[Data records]
*** Block opens ***
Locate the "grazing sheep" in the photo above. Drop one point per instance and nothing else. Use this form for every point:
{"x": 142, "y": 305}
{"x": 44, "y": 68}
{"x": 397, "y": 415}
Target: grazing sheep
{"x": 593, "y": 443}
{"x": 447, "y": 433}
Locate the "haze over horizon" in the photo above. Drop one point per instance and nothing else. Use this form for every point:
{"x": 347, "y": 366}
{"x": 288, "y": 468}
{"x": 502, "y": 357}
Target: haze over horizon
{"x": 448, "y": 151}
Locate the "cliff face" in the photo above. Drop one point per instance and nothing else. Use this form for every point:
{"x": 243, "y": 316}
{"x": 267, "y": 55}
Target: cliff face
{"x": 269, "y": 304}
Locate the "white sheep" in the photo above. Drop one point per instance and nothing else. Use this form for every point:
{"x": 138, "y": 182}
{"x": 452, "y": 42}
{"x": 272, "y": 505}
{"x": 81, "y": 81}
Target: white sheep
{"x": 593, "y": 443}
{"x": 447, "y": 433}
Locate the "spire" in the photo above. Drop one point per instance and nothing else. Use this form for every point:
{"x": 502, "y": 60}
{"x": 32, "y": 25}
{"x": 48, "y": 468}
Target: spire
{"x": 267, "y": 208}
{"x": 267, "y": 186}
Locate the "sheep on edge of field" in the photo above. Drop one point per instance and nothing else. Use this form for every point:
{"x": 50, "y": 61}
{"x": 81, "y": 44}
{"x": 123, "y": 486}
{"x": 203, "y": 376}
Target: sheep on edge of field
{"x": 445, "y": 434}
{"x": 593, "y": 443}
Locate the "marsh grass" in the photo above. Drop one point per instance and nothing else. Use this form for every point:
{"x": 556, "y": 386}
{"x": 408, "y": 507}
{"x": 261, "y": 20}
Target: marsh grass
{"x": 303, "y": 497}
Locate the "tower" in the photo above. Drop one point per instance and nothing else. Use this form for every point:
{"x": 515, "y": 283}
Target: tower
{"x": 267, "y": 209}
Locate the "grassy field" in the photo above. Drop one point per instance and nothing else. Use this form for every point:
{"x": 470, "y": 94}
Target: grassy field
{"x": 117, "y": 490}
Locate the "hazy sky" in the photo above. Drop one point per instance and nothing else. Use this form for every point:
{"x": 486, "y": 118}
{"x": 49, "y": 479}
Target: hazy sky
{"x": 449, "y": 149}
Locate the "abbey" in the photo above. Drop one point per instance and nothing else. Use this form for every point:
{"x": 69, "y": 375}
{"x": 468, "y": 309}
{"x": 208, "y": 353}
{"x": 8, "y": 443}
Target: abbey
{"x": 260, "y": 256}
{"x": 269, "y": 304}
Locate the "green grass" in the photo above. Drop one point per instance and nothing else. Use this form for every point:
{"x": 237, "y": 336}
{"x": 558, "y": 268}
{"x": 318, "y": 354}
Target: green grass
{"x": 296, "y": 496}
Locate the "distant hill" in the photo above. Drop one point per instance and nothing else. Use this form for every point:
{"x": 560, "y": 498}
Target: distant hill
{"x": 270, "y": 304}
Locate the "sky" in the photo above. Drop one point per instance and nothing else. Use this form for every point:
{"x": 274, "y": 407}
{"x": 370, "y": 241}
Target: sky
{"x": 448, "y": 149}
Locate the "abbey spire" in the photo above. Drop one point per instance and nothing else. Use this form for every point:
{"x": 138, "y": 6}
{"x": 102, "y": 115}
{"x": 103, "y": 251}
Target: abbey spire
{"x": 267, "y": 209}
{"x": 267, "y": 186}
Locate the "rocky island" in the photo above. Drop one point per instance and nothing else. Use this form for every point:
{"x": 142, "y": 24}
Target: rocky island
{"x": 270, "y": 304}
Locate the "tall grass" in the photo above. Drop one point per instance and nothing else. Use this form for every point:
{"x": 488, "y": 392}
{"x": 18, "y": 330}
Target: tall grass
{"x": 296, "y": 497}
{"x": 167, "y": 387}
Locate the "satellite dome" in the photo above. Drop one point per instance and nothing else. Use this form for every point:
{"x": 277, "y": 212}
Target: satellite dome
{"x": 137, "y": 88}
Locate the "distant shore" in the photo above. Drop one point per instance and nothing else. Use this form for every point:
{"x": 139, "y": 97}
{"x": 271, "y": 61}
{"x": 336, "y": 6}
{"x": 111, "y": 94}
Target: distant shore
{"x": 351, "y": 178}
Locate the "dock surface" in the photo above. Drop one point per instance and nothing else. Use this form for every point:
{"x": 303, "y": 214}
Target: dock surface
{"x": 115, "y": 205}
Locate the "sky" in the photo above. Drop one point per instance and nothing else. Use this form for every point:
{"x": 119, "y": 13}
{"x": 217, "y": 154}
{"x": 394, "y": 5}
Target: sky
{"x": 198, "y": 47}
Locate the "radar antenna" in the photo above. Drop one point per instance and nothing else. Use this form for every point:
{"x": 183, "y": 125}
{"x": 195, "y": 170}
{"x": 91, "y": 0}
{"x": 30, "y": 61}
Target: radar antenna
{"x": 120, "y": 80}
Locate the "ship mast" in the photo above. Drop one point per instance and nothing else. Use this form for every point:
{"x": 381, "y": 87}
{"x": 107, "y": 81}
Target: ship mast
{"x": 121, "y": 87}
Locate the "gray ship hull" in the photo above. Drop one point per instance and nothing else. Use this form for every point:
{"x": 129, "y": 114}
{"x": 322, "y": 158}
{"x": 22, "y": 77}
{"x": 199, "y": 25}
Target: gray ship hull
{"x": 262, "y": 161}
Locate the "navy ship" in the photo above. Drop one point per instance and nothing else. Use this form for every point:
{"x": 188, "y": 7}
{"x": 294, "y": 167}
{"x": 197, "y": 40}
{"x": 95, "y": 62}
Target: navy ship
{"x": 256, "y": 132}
*** Block closes ***
Nothing in the entries above should differ when you return them in full.

Locate the "grazing sheep" in the photo above. Drop one point per instance and nothing else. Use this form for every point:
{"x": 142, "y": 305}
{"x": 44, "y": 68}
{"x": 397, "y": 415}
Target: grazing sheep
{"x": 593, "y": 443}
{"x": 447, "y": 433}
Locate the "haze over horizon" in the photo above. Drop one point per instance and nothing else. Use this form for every point:
{"x": 347, "y": 366}
{"x": 288, "y": 468}
{"x": 502, "y": 357}
Target: haze over horizon
{"x": 448, "y": 151}
Locate the "cliff face" in the photo above. Drop one point per instance and nothing else. Use this form for every point:
{"x": 243, "y": 316}
{"x": 267, "y": 55}
Target: cliff face
{"x": 269, "y": 304}
Locate the "white sheep" in the photo above. Drop one point per instance and nothing else. Use this form for every point:
{"x": 138, "y": 182}
{"x": 452, "y": 42}
{"x": 272, "y": 505}
{"x": 81, "y": 81}
Target: white sheep
{"x": 593, "y": 443}
{"x": 447, "y": 433}
Locate the "spire" in the photo above. Drop one point per instance and nothing else. Use this form for every point:
{"x": 502, "y": 60}
{"x": 32, "y": 25}
{"x": 48, "y": 468}
Target: spire
{"x": 267, "y": 208}
{"x": 267, "y": 186}
Locate the "sheep on edge of field" in the photo above. Drop one point per instance and nothing else. Use this form for every point:
{"x": 50, "y": 61}
{"x": 81, "y": 44}
{"x": 123, "y": 486}
{"x": 203, "y": 376}
Target: sheep on edge of field
{"x": 445, "y": 434}
{"x": 593, "y": 443}
Locate the "marsh grass" in the photo above. Drop one point per instance and nothing else. Use this form for every point:
{"x": 556, "y": 386}
{"x": 408, "y": 507}
{"x": 261, "y": 20}
Target: marsh grass
{"x": 303, "y": 497}
Locate the "tower" in the photo above. Drop one point per instance and nothing else. Use this form for every point:
{"x": 515, "y": 283}
Target: tower
{"x": 267, "y": 209}
Locate the "grassy field" in the photo above. Drop one point per instance and nothing else. Use this form for every point:
{"x": 470, "y": 94}
Target: grassy field
{"x": 117, "y": 490}
Locate the "hazy sky" in the photo above. Drop one point per instance and nothing else. Use this form for every point:
{"x": 486, "y": 118}
{"x": 49, "y": 479}
Target: hazy sky
{"x": 449, "y": 149}
Locate the "abbey" in the photo above. Drop one point per instance and nothing else. Use this form for every point:
{"x": 69, "y": 375}
{"x": 468, "y": 309}
{"x": 208, "y": 353}
{"x": 8, "y": 443}
Target: abbey
{"x": 260, "y": 256}
{"x": 269, "y": 304}
Locate the "green grass" in the photo above. Drop one point per instance and nothing else. Use this form for every point:
{"x": 237, "y": 336}
{"x": 558, "y": 268}
{"x": 318, "y": 354}
Target: green grass
{"x": 296, "y": 496}
Locate the "distant hill" in the photo above. Drop one point per instance and nothing else. Use this form for every point:
{"x": 560, "y": 498}
Target: distant hill
{"x": 270, "y": 304}
Locate the "sky" in the photo above. Drop one point per instance and nothing else. Use this form for every point:
{"x": 274, "y": 407}
{"x": 370, "y": 241}
Target: sky
{"x": 448, "y": 149}
Locate the "abbey spire" in the photo above. Drop one point per instance and nothing else. Use this form for every point:
{"x": 138, "y": 6}
{"x": 102, "y": 115}
{"x": 103, "y": 251}
Target: abbey spire
{"x": 267, "y": 209}
{"x": 267, "y": 186}
Locate the "rocky island" in the photo above. Drop one point per instance and nothing else. Use this form for every point:
{"x": 142, "y": 24}
Target: rocky island
{"x": 270, "y": 304}
Locate the "tall grass" in the photo above. Drop one point per instance and nothing else. Use this form for every point:
{"x": 488, "y": 392}
{"x": 18, "y": 330}
Target: tall grass
{"x": 296, "y": 497}
{"x": 167, "y": 387}
Locate the "satellite dome" in the photo above. Drop one point per instance and nothing else. Use this form for every point:
{"x": 277, "y": 212}
Target: satellite dome
{"x": 137, "y": 88}
Locate the "distant shore" in the photo above. Drop one point per instance and nothing else. Use this form for every point:
{"x": 139, "y": 97}
{"x": 271, "y": 61}
{"x": 336, "y": 6}
{"x": 111, "y": 94}
Target: distant shore
{"x": 351, "y": 178}
Locate the "dock surface" in the photo above. Drop one point per instance and nothing else. Use this form for every point:
{"x": 303, "y": 214}
Target: dock surface
{"x": 115, "y": 205}
Locate the "sky" in the photo above. Drop one point per instance and nothing else. Use this form for every point:
{"x": 119, "y": 13}
{"x": 217, "y": 154}
{"x": 394, "y": 5}
Target: sky
{"x": 198, "y": 47}
Locate the "radar antenna" in the photo above. Drop one point per instance and nothing else. Use this form for every point:
{"x": 183, "y": 125}
{"x": 195, "y": 170}
{"x": 91, "y": 0}
{"x": 30, "y": 61}
Target: radar antenna
{"x": 120, "y": 80}
Locate the "ship mast" in the photo above. Drop one point per instance and nothing else. Use this form for every point:
{"x": 381, "y": 87}
{"x": 107, "y": 81}
Target: ship mast
{"x": 121, "y": 87}
Locate the "gray ship hull" in the photo above. Drop one point per instance and nothing else. Use this form for every point:
{"x": 129, "y": 114}
{"x": 322, "y": 158}
{"x": 22, "y": 77}
{"x": 199, "y": 25}
Target: gray ship hull
{"x": 262, "y": 161}
Locate the "navy ship" in the photo above. Drop one point per instance and nothing else. Use this form for every point:
{"x": 188, "y": 7}
{"x": 294, "y": 167}
{"x": 197, "y": 40}
{"x": 95, "y": 62}
Target: navy ship
{"x": 256, "y": 132}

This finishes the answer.